> _PROBLEM STATEMENT_: Repeat all the data word for word.

> _ENTRIES PROVIDED_:

↓↓↓

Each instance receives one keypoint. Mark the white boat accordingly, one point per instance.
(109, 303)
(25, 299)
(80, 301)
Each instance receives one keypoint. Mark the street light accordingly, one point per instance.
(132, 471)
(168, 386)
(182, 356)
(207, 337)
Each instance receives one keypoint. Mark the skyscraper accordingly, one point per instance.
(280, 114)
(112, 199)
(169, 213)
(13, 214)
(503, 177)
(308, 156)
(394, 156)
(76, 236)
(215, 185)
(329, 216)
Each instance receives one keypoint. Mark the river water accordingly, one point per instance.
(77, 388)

↑↑↑

> _RESPONSE_:
Each instance receives one keypoint. Mark the white boat accordingly, one point per instance.
(109, 303)
(25, 299)
(80, 301)
Each instance receives one keypoint. Mark the street light accordingly, one point per instance.
(132, 471)
(168, 386)
(182, 356)
(207, 337)
Each instance receives one keypoint. Mark the skyscraper accordingly, one point per instance.
(280, 114)
(112, 199)
(169, 213)
(13, 214)
(503, 177)
(308, 156)
(394, 156)
(76, 236)
(215, 185)
(329, 216)
Each instance receives one keypoint. Mark the river water accordingly, one point per instance.
(77, 388)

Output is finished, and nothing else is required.